Page extract:
━━━
Now, let’s take a look at the table resource itself. Click on the “Tables” option under “Databases”. Navigate through the list of tables to find the one that was just created. Then click on it to see the details.
This is what I see.
A few things to point out:
- Again, this is a metadata table. No source data is stored in here, this is simply information inferred about an S3 directory. Nor was there any data transfer along the way.
- This was entirely generated by Glue simply scanning the S3 directory.
- The Hadoop stuff is there because under the hood of Glue is Amazon EMR, which is a service that provisions managed Hadoop/big data clusters.
- The schema is spot on. I could cast the “release_date” column to a date data type but I don’t have any other complaints.
Querying the data from Athena
Now that I’ve confirmed my data is in the format I need it in. We can query it from Athena without any additional configuration.
From anywhere in the AWS console, select the “Services” dropdown from the top of the screen and type in “Athena”, then select the “Athena” service.
I would like to walk through the Athena console a bit more, but this is a Glue blog and it’s already very long.
So here’s the shortcut to query the data:
- From the “database” dropdown, select the “default” database or whatever database you saved your table in.
- Find the table from the “Tables” list
- Click the three dots to the right of the table
- Select “Preview table"
On the right side, a new query tab will appear and automatically execute. On the bottom right panel, the query results will appear and show you the data stored in S3.
From here, you can begin to explore the data through Athena. Additionally, you can drop more data in the S3 bucket and as long as it has the same format it will be immediately available to query from Athena. No additional crawling necessary, unless there is a schema change.
This sums up how to classify data using the Glue Data Catalog. Next week, I’ll write about how to submit ETL jobs in Glue, and the following week I’ll write about overall ETL and Catalog orchestration.
━━━
Data provided:
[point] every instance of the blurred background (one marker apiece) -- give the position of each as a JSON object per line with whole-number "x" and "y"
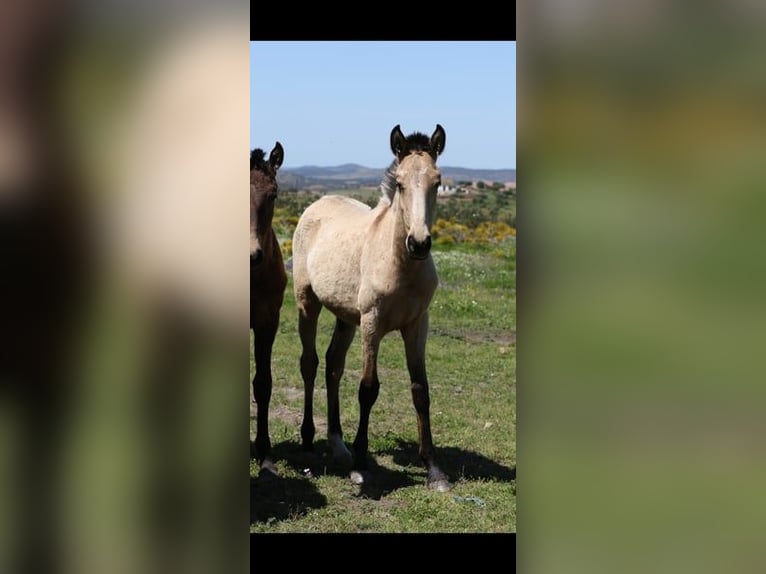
━━━
Required actions:
a. Retype the part of the Glue walkthrough from "I would like" up to and including "stored in S3.".
b. According to the Glue walkthrough, which Amazon service runs under the hood of Glue?
The material has no connection to the Glue walkthrough.

Solutions in order:
a.
I would like to walk through the Athena console a bit more, but this is a Glue blog and it’s already very long.
So here’s the shortcut to query the data:
- From the “database” dropdown, select the “default” database or whatever database you saved your table in.
- Find the table from the “Tables” list
- Click the three dots to the right of the table
- Select “Preview table"
On the right side, a new query tab will appear and automatically execute. On the bottom right panel, the query results will appear and show you the data stored in S3.

b. Amazon EMR